WHAT TO DO: Could you retype the material, starting at its first line and ending with the line holding "target: **dog's forehead**", and keep the pictures out?

- Opening Delimiter -

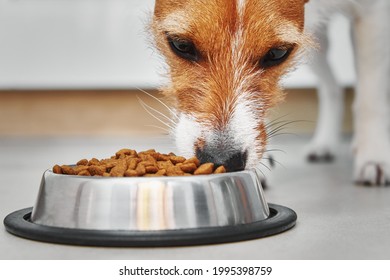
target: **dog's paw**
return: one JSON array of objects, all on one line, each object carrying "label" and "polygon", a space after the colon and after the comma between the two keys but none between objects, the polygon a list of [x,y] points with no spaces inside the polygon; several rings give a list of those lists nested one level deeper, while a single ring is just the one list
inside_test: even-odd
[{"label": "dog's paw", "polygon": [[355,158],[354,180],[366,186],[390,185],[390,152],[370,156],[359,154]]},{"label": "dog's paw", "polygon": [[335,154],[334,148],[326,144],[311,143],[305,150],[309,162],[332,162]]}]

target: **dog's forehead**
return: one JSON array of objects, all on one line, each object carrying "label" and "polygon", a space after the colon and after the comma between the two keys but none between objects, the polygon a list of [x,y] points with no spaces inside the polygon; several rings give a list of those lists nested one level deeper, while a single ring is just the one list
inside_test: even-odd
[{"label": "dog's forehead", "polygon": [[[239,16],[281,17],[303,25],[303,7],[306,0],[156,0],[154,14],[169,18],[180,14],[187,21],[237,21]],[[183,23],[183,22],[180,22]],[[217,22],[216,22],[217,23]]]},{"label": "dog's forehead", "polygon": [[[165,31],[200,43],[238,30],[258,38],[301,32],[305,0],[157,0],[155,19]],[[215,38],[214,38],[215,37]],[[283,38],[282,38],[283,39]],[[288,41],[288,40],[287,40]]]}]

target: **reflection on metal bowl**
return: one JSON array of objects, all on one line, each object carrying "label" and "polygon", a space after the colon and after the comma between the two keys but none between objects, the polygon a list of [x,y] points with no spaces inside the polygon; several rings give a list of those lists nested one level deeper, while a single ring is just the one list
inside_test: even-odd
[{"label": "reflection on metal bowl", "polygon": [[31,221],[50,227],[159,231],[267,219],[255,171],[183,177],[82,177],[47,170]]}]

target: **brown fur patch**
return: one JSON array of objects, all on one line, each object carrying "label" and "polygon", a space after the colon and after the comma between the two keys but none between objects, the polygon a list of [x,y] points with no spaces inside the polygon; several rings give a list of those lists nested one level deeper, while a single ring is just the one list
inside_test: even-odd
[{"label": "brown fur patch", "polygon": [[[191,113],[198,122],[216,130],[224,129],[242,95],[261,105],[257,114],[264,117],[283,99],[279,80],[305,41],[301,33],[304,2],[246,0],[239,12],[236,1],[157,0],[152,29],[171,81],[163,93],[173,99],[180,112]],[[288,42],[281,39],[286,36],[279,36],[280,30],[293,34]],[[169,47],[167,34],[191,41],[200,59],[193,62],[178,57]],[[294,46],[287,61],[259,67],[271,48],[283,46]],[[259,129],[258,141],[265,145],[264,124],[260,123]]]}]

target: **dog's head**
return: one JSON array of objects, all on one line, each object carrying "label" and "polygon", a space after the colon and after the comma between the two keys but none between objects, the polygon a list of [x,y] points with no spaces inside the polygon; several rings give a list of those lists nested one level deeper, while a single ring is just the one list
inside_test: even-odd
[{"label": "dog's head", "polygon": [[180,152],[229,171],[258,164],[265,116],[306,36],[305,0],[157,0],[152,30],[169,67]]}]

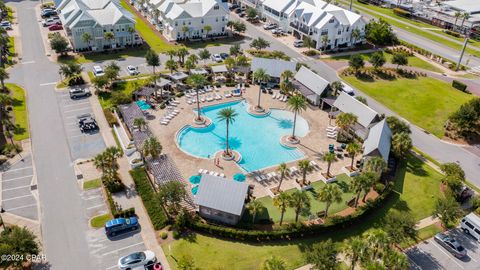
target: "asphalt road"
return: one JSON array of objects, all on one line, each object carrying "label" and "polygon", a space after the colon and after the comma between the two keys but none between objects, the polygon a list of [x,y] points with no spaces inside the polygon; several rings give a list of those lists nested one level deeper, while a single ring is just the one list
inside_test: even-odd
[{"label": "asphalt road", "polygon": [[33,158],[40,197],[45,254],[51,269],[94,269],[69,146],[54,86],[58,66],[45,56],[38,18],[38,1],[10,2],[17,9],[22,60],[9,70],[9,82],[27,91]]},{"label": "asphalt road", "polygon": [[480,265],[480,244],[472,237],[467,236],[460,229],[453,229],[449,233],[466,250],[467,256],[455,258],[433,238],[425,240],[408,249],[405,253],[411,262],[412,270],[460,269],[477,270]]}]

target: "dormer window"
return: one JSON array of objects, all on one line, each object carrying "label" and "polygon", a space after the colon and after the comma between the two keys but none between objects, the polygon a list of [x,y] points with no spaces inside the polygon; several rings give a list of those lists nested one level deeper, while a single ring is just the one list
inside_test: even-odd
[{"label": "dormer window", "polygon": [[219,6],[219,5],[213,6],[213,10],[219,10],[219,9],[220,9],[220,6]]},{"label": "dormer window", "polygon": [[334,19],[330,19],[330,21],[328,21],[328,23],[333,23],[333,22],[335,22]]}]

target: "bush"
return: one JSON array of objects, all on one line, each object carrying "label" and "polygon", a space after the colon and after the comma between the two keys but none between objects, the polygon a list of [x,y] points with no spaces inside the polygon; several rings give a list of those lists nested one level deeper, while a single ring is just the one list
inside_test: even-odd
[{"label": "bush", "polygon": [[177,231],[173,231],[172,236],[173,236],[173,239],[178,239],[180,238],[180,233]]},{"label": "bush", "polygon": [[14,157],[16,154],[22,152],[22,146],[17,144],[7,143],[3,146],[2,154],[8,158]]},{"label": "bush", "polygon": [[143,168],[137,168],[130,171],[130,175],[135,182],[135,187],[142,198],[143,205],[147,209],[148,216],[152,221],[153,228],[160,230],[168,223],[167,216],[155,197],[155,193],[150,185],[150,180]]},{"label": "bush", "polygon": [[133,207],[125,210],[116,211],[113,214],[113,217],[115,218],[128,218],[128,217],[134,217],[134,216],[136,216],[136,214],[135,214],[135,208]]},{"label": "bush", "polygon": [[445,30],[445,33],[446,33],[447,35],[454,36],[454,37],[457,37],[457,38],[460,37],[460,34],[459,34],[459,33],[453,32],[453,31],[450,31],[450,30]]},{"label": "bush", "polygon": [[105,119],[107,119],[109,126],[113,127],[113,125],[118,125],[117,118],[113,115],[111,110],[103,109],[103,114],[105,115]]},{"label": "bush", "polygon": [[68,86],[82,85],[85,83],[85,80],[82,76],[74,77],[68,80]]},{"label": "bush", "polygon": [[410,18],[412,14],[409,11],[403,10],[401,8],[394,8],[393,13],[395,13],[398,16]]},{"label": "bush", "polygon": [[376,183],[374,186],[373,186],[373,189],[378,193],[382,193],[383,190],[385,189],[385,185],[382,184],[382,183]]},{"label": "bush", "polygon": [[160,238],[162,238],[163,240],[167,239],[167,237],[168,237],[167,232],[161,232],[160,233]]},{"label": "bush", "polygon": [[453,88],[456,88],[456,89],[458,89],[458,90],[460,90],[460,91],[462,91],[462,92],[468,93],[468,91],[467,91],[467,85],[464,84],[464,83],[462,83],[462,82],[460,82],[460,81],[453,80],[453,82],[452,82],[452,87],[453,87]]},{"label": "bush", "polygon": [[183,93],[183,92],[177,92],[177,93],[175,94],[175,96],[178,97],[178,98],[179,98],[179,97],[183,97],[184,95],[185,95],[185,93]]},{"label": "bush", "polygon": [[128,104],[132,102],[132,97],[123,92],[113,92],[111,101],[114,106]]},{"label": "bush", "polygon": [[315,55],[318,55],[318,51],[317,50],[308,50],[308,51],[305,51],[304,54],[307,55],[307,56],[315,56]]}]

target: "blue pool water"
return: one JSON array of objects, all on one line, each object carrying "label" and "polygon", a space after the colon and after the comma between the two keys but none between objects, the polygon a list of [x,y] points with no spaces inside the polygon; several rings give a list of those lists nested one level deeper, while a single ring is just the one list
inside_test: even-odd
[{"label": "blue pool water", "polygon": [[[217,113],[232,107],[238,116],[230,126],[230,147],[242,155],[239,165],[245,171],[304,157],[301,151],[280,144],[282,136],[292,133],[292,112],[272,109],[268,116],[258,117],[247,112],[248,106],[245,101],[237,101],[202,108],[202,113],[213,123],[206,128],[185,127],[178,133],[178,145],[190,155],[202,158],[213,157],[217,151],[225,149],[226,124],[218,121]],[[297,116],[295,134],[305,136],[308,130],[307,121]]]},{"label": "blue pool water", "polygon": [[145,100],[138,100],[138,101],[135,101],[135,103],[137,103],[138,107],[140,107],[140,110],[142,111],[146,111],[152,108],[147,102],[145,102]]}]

- Closing Delimiter -

RESPONSE TO THE TASK:
target: **dog's paw**
return: one JSON array of objects, all on one line, each object carrying "label" and "polygon", a space after the colon and after the comma between the two keys but none between objects, the polygon a list of [x,y] points with no spaces inside the polygon; several rings give a list of those lists nested one level deeper, while a single ring is just the one list
inside_test: even-odd
[{"label": "dog's paw", "polygon": [[355,158],[354,180],[366,186],[390,185],[390,152],[370,156],[359,154]]},{"label": "dog's paw", "polygon": [[335,154],[334,148],[326,144],[311,143],[305,150],[309,162],[332,162]]}]

target: **dog's forehead**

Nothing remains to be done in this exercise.